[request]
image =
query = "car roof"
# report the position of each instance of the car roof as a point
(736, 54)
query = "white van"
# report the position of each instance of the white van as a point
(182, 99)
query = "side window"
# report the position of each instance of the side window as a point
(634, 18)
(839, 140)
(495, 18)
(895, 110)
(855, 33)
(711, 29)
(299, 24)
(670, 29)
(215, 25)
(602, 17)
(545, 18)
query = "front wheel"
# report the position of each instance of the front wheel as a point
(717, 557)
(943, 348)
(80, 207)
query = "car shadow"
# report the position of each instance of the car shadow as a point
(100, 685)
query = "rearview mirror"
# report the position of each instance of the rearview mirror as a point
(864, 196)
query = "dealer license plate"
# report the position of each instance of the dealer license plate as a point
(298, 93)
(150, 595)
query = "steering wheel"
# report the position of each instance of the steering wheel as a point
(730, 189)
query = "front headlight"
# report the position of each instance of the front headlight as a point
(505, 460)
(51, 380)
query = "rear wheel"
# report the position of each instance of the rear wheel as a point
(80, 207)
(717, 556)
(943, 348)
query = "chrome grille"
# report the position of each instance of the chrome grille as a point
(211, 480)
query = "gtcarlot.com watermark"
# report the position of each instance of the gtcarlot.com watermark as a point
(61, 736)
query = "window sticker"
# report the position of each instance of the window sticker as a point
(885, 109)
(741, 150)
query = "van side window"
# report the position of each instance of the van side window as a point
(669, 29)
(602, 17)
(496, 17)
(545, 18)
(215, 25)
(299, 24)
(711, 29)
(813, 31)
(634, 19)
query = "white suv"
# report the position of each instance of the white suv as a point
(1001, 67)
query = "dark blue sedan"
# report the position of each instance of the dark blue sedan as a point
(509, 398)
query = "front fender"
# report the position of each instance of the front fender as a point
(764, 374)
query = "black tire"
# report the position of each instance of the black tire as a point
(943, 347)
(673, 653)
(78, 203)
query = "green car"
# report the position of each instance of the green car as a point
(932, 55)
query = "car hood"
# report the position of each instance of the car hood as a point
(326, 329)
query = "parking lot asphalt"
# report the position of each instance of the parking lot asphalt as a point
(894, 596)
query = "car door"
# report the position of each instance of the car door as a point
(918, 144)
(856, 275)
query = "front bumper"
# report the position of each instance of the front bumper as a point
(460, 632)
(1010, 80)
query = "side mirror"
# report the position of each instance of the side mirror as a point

————

Task instructions ->
Please retype exactly the line containing "# report the position of each instance of the car hood" and each line after it to the end of the records, and nothing more.

Response to the exercise ->
# report the position of each instance of the car hood as a point
(326, 329)
query = "parking lot asphalt"
# report the position of each instance of the parking lot asphalt as a point
(894, 596)
query = "car door"
# report the position of each instance of the car door as a point
(918, 144)
(856, 275)
query = "front bumper"
# report the position of each instance of the front bumper as a point
(460, 632)
(1010, 80)
query = "side mirror"
# report the position of each instance of the side mirror as a point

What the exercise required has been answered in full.